-- Exercise text --
With its short stipe and sticky cap, S. quiescens is similar to S. brevipes. It may be distinguished from the latter species by the color of the young cap, the glandular dots at the top of stipes in mature specimens, and the yellowish color at the top of the stipe.

Habitat and distribution

Fruit bodies grow together in small groups on the ground in association with bishop pine. In a multigene phylogenetic study of Suillus, S. quiescens was also sampled in California in association with Monterey pine, in addition to bishop pine. The IUCN Red List assessment reports that it is ectomycorrhizal with two- and three-needle pines and also occurs with lodgepole pine on the northern California and Oregon coast; based on environmental samples, the assessment considers it likely to occur with Ponderosa pine and Jeffrey pine as well, while noting that more data are needed on the species' ecology. S. quiescens is the most common Suillus species on Santa Cruz Island, its type locality, and it has also been collected at Santa Rosa Island and Point Reyes National Seashore in California. Santa Cruz and Santa Rosa, two of the four islands that make up the northern Channel Islands, have a Mediterranean climate with cool, wet winters and warm, dry summers.
Most species of Suillus do not have spores that survive in the soil for extended periods of time, but the spores of S. quiescens can tolerate the dry conditions and heat typical of California. Another study showed that viable S. quiescens spores were present in steam-pasteurized soil planted in Oregon fields. The original description suggested that S. quiescens is an early successional species whose spores remain dormant in the soil until the roots of a suitable pine host are encountered. A 2024 review of Suillus introductions described long-lived soil spore banks as a feature of introduced Suillus, allowing spores to persist through drought and fire until compatible Pinaceae roots are available.

-- Dataset records --

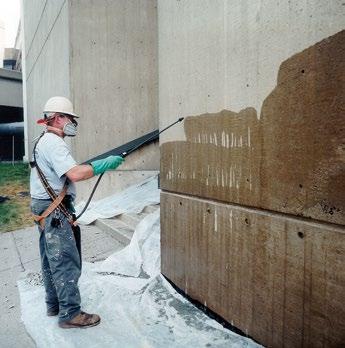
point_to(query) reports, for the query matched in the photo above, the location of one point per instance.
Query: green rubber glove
(108, 163)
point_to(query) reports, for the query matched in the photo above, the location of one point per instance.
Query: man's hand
(108, 163)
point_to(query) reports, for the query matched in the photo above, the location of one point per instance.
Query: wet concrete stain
(291, 159)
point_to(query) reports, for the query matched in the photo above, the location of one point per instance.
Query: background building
(11, 116)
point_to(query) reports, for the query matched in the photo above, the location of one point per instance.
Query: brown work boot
(52, 312)
(82, 320)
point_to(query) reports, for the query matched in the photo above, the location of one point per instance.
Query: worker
(52, 189)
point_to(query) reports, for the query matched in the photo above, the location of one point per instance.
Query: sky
(9, 15)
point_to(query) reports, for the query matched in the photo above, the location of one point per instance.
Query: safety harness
(57, 199)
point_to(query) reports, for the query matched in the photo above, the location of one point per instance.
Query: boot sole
(74, 326)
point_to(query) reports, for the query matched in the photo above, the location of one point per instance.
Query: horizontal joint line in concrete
(312, 222)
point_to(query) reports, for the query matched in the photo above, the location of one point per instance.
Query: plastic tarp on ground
(138, 307)
(131, 200)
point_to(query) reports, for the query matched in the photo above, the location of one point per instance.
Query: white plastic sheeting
(131, 200)
(138, 307)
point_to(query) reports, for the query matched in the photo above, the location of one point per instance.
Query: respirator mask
(70, 128)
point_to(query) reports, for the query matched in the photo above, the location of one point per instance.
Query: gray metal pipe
(14, 128)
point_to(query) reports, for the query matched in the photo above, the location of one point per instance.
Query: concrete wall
(222, 54)
(252, 209)
(114, 83)
(46, 55)
(2, 42)
(11, 88)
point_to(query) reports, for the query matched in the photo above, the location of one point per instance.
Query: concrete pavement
(19, 255)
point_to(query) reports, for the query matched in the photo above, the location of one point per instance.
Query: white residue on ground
(138, 307)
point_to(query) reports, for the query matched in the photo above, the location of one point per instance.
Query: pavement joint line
(18, 254)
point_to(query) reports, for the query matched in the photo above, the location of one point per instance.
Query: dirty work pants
(60, 261)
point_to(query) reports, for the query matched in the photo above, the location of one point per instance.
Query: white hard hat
(61, 105)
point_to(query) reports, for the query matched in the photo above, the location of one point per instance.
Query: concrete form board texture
(103, 56)
(264, 84)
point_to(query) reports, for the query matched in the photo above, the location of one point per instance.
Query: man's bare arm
(80, 172)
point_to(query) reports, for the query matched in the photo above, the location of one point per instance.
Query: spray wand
(125, 154)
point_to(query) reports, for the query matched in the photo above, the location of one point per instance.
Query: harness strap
(41, 218)
(50, 192)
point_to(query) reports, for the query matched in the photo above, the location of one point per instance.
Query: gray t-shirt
(54, 159)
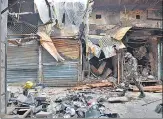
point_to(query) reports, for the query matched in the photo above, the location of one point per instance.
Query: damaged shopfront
(145, 44)
(45, 48)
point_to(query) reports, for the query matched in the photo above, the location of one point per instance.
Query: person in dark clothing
(130, 73)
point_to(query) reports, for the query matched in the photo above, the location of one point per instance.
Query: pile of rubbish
(34, 103)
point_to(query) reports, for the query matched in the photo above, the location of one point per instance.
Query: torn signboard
(97, 44)
(120, 33)
(47, 43)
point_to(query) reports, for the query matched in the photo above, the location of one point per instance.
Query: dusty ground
(132, 109)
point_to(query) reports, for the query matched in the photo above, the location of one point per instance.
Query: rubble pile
(85, 101)
(72, 103)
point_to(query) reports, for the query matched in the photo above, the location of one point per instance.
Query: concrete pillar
(3, 39)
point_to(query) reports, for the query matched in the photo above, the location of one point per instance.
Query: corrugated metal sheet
(62, 73)
(22, 62)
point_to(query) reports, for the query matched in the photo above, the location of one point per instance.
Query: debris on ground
(93, 85)
(85, 101)
(157, 88)
(159, 109)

-- Task instructions --
What is the Spanish translation of this sentence from the text on Suillus quiescens: "Fruit bodies grow together in small groups on the ground in association with bishop pine."

-- Answer space --
Los cuerpos fructíferos crecen juntos en pequeños grupos sobre el suelo, en asociación con el pino obispo.